>> begin EXCERPTED PASSAGE
Well, in my case there was no large chase, but there was a crime, in the mid-west while at a wedding reception, a truck window was bashed in and my purse was stolen, including all of my i.d., credit cards, cash, etc.  Paniced, alone and leaving the next day.  I phoned the airline first.  They advised me to see if I could obtain copies of my passport which, luckily for me, was at home and any other photo i.d. i could come up with and have someone send it to me and to bring the police report number with me.  So my awesome roommate, scanned it, emailed and faxed it to me at the hotel. 

When I checked in to get my boarding pass I again let them know what happened, showed them the faxes and scanned images on my laptop.  Surprisingly both the airline and the security found the scanned images far more convincing than the paper versions and were going to let me through with out special attention.  However, United was super cool, and stamped me for special security measures… awesome! :|   So I was padded down and had to go through all the extra measures, thank you United! Bah!
>> end EXCERPTED PASSAGE
>> begin RECORD EXCERPTS
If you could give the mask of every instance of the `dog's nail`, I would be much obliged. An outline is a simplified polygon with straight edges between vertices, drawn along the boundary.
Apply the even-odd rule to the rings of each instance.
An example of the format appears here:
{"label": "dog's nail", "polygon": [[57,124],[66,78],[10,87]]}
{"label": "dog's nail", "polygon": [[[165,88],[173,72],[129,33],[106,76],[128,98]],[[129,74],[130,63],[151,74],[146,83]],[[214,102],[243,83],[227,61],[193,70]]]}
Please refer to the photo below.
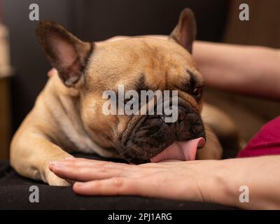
>> end RECORD EXCERPTS
● **WHAT THIS EXERCISE ASKS**:
A - In the travel account, whom did the writer phone first after the purse was stolen?
B - Retype the travel account, beginning at the words "When I checked" and stopping after "you United! Bah!".
C - In the travel account, what did the airline advise the writer to obtain or bring? List every item.

● **RESPONSES TO THE EXERCISE**:
A - The airline.

B -
When I checked in to get my boarding pass I again let them know what happened, showed them the faxes and scanned images on my laptop.  Surprisingly both the airline and the security found the scanned images far more convincing than the paper versions and were going to let me through with out special attention.  However, United was super cool, and stamped me for special security measures… awesome! :|   So I was padded down and had to go through all the extra measures, thank you United! Bah!

C -
- Copies of the passport
- Any other photo ID
- The police report number